### TRECHO SELECIONADO
○ ○ ○ ○ ○ ○ ○
A viúva de Tom contou o que já se sabia, mas eu não me lembrava mais. Por um instante achei que aquela coincidência não era nada promissora. O compositor tivera um câncer na bexiga de grau III, foi operado e logo em seguida morreu de um acidente coronário.

Para atenuar essa lembrança num momento tão alegre, me ocorreu que ele devia estar em algum lugar me gozando com uma daquelas suas brincadeiras: «Sou mais graduado, sou grau III; não fica com inveja não.»

Quando fui procurar o Dr. Paulo para marcar a nova operação, ele me examinou e me tranquilizou com uma frase que passei a usar: «Você vai morrer com isso, mas não disso.» Achou até que não seria o caso de realizar a cistoscopia logo; talvez pudéssemos esperar um ou dois meses. «Vai lá e lança o seu livro primeiro.»

Me alegrei, mas por pouco tempo.

Enquanto conversávamos, ele me passou um vidro de boca larga e pediu que eu urinasse ali dentro. Depois, pegou pela ponta uma regixinha de papel com uma escala de vários tons de vermelho e mergulhou no recipiente, como se fosse um termómetro; era para medir a composição da urina.

A conversa não parou. Ele era médico de alguns amigos comuns, inclusive do próprio Tom, e ainda estava abalado com a morte de um deles muito querido, o romancista António Callado.

«Que figura admirável!», comentou, enquanto tirava o medidor do vidro. Era um exame de reação o que ele fazia. Interrompeu os elogios a Callado e informou, olhando para a escala de cores:

«É, você ainda está com sangue na urina.»

Não precisei perguntar, nem ele precisou dizer que era a famosa recidiva - o câncer voltara. O azar teimava em me incluir na faixa daquela minoria de 30% que tem direito a repeteco (1).

O resultado não pareceu abalar a serenidade do Dr. Paulo, mas fez com que ele mudasse de ideia.
○ ○ ○ ○ ○ ○ ○
### DADOS PARA REVISÃO
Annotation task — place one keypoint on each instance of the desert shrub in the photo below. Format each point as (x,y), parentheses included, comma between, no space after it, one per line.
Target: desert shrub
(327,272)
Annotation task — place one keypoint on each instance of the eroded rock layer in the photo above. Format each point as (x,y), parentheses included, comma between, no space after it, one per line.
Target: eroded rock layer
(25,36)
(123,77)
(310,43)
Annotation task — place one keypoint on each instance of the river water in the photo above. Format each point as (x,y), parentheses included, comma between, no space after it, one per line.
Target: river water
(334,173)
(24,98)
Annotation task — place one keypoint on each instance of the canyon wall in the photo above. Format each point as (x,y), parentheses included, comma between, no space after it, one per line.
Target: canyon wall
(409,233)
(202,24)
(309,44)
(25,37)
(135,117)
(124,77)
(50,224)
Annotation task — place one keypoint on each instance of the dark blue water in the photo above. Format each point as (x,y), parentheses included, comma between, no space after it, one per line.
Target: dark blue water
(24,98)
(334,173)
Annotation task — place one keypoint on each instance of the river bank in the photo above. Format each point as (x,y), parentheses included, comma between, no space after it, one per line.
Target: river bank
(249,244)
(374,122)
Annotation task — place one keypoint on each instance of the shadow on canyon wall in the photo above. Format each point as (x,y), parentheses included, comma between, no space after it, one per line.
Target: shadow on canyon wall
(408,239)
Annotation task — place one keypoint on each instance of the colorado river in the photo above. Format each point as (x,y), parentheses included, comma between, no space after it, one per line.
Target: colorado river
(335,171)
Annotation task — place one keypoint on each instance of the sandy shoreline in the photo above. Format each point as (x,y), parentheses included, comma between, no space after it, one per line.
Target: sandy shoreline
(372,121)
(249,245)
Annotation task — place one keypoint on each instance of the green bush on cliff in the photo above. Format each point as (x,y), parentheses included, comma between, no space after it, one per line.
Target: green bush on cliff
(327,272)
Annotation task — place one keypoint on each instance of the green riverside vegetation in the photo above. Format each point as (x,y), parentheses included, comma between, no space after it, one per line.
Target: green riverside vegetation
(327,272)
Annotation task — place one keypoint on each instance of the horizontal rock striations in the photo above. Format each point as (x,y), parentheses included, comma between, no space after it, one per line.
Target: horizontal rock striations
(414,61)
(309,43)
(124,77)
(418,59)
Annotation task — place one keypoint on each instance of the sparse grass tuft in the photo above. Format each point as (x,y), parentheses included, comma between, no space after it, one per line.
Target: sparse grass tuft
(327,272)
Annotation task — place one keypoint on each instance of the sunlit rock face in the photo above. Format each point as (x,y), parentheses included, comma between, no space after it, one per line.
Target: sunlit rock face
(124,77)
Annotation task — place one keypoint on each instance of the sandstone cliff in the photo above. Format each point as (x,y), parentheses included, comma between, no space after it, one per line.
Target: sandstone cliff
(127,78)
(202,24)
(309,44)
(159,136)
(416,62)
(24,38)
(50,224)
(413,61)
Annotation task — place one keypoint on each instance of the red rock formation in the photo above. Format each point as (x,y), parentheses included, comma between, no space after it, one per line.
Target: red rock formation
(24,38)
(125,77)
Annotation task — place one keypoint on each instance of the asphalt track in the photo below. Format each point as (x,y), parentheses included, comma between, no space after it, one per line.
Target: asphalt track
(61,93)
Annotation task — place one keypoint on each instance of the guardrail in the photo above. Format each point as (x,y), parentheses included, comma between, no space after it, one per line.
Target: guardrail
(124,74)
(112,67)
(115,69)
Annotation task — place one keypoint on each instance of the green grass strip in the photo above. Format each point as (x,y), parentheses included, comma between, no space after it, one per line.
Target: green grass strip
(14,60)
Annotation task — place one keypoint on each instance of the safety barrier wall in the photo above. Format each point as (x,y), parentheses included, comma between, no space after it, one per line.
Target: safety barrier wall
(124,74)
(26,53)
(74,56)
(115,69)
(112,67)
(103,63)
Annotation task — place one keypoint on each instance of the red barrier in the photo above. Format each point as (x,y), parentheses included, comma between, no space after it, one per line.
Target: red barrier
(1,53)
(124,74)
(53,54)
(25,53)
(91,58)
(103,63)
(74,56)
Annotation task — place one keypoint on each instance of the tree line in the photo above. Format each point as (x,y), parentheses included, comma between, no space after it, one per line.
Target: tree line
○ ○ ○ ○ ○ ○ ○
### TAREFA
Você pode transcrever por inteiro o trecho sobre a volta do câncer, sem mudar uma palavra? Os itens não têm papel nenhum nesta tarefa.

### RESPOSTA
A viúva de Tom contou o que já se sabia, mas eu não me lembrava mais. Por um instante achei que aquela coincidência não era nada promissora. O compositor tivera um câncer na bexiga de grau III, foi operado e logo em seguida morreu de um acidente coronário.

Para atenuar essa lembrança num momento tão alegre, me ocorreu que ele devia estar em algum lugar me gozando com uma daquelas suas brincadeiras: «Sou mais graduado, sou grau III; não fica com inveja não.»

Quando fui procurar o Dr. Paulo para marcar a nova operação, ele me examinou e me tranquilizou com uma frase que passei a usar: «Você vai morrer com isso, mas não disso.» Achou até que não seria o caso de realizar a cistoscopia logo; talvez pudéssemos esperar um ou dois meses. «Vai lá e lança o seu livro primeiro.»

Me alegrei, mas por pouco tempo.

Enquanto conversávamos, ele me passou um vidro de boca larga e pediu que eu urinasse ali dentro. Depois, pegou pela ponta uma regixinha de papel com uma escala de vários tons de vermelho e mergulhou no recipiente, como se fosse um termómetro; era para medir a composição da urina.

A conversa não parou. Ele era médico de alguns amigos comuns, inclusive do próprio Tom, e ainda estava abalado com a morte de um deles muito querido, o romancista António Callado.

«Que figura admirável!», comentou, enquanto tirava o medidor do vidro. Era um exame de reação o que ele fazia. Interrompeu os elogios a Callado e informou, olhando para a escala de cores:

«É, você ainda está com sangue na urina.»

Não precisei perguntar, nem ele precisou dizer que era a famosa recidiva - o câncer voltara. O azar teimava em me incluir na faixa daquela minoria de 30% que tem direito a repeteco (1).

O resultado não pareceu abalar a serenidade do Dr. Paulo, mas fez com que ele mudasse de ideia.